Read the records and write them out again exactly.

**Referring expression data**
--- START ---

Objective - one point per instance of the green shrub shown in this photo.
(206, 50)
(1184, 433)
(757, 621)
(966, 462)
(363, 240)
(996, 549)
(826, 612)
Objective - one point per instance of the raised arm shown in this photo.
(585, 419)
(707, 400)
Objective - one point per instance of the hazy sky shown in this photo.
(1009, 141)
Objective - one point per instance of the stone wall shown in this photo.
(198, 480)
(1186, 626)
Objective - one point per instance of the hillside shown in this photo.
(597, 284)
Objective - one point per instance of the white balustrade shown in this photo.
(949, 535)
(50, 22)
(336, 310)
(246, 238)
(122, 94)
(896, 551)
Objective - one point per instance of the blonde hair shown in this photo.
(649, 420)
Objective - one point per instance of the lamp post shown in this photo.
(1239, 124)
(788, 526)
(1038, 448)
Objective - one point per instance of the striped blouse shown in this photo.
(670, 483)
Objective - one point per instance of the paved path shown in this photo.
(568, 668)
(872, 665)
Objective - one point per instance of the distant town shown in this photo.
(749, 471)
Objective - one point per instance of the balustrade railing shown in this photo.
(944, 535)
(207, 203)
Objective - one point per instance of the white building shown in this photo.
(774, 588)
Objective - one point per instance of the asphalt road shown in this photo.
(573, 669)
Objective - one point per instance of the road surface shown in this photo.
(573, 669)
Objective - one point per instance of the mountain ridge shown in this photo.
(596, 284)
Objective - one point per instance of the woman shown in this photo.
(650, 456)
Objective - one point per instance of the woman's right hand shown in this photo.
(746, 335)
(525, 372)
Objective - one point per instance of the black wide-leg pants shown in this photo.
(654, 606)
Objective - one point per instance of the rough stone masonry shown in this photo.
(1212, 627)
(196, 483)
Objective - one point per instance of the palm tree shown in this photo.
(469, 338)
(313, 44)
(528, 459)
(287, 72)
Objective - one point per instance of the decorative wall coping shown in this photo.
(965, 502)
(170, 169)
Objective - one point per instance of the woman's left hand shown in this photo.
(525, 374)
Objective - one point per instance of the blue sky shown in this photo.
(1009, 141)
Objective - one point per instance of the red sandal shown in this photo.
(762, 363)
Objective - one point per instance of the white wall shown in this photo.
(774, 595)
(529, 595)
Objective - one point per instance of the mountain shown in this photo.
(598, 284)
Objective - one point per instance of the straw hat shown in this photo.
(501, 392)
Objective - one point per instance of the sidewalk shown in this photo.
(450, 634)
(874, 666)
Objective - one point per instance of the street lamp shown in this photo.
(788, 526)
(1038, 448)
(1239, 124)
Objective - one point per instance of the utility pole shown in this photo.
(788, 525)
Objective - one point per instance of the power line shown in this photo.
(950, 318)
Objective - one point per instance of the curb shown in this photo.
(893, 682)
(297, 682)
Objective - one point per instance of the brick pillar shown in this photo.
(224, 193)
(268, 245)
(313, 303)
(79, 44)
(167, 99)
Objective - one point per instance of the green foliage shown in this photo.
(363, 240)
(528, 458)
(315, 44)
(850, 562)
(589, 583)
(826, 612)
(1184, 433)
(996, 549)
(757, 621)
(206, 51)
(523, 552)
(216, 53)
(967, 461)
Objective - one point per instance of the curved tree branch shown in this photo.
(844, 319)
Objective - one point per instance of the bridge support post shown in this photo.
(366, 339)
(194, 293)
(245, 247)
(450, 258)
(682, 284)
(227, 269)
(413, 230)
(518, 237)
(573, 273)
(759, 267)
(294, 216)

--- END ---

**Response to the task**
Objective - one point per instance of the green shrub shown in this photo.
(206, 50)
(1184, 433)
(757, 621)
(966, 462)
(363, 240)
(996, 549)
(826, 612)
Objective - one point per instance of the raised arm shown in this photo.
(585, 419)
(707, 400)
Objective - one point per instance of the hazy sky shown in this photo.
(1009, 141)
Objective - one point per instance of the stone wall shown in this photo.
(198, 480)
(1186, 626)
Objective - one point per instance of the hillside shown in this photo.
(597, 284)
Objective - one point per instance of the white balustrade shown in this photo.
(949, 535)
(50, 22)
(336, 310)
(246, 238)
(122, 94)
(896, 551)
Objective - one point per instance of the blonde hair shown in this photo.
(649, 420)
Objective - one point per instance of the lamp post shown in this photo.
(1239, 124)
(788, 526)
(1038, 448)
Objective - one point per instance of the striped blouse shown in this photo.
(670, 483)
Objective - one point per instance of the paved path shown in this photo.
(568, 668)
(872, 665)
Objective - one point per instance of the distant town shown in this photo.
(749, 471)
Objective - one point per instance of the balustrade railing shown in this photo.
(944, 535)
(207, 203)
Objective - one point per instance of the white building shown in this photo.
(774, 588)
Objective - one point per instance of the asphalt road shown in this photo.
(573, 669)
Objective - one point per instance of the road surface shown in this photo.
(573, 669)
Objective - one point per instance of the mountain ridge shown in this photo.
(596, 284)
Objective - one point per instance of the woman shown in this photo.
(650, 456)
Objective - one point per instance of the woman's right hand shown in this photo.
(746, 335)
(525, 372)
Objective - one point per instance of the black wide-leg pants shown in this photo.
(654, 606)
Objective - one point per instance of the rough stone masonry shown in this photo.
(1212, 627)
(196, 483)
Objective - one point per instance of the palm tree shown in this photo.
(469, 338)
(313, 44)
(528, 459)
(287, 72)
Objective - one point per instance of the decorative wall coping shown in this photo.
(965, 502)
(170, 169)
Objective - one point per instance of the woman's left hand shown in this photo.
(525, 374)
Objective - one point per instance of the blue sky shown in this photo.
(1009, 141)
Objective - one point per instance of the red sandal shown in this photo.
(762, 363)
Objective - one point per instance of the white wall shown in this photo.
(774, 595)
(529, 595)
Objective - one point per instance of the mountain shown in this photo.
(598, 284)
Objective - one point per instance of the straw hat shown in this photo.
(501, 392)
Objective - one point per instance of the sidewalk shown in this photo.
(450, 634)
(874, 666)
Objective - one point per instance of the street lamp shown in this photo.
(788, 526)
(1038, 448)
(1239, 124)
Objective - one point per instance of the utility pole shown in this photo.
(788, 525)
Objective - one point per instance of the power line shown in this photo.
(950, 318)
Objective - one point per instance of the curb shown in this photo.
(893, 682)
(297, 682)
Objective - one point per instance of the brick pillar shown in this photo.
(224, 193)
(268, 245)
(313, 303)
(79, 44)
(167, 99)
Objective - one point per instance of the green foliage shown in this photo.
(363, 240)
(528, 458)
(315, 44)
(850, 562)
(589, 583)
(826, 612)
(1184, 433)
(996, 549)
(757, 621)
(206, 51)
(523, 552)
(216, 53)
(967, 461)
Objective - one point per instance of the curved tree branch shown in this photo.
(844, 319)
Objective - one point per instance of the bridge support post shown in this photo.
(366, 339)
(194, 293)
(245, 247)
(450, 258)
(682, 284)
(227, 269)
(413, 230)
(518, 237)
(573, 273)
(759, 267)
(294, 216)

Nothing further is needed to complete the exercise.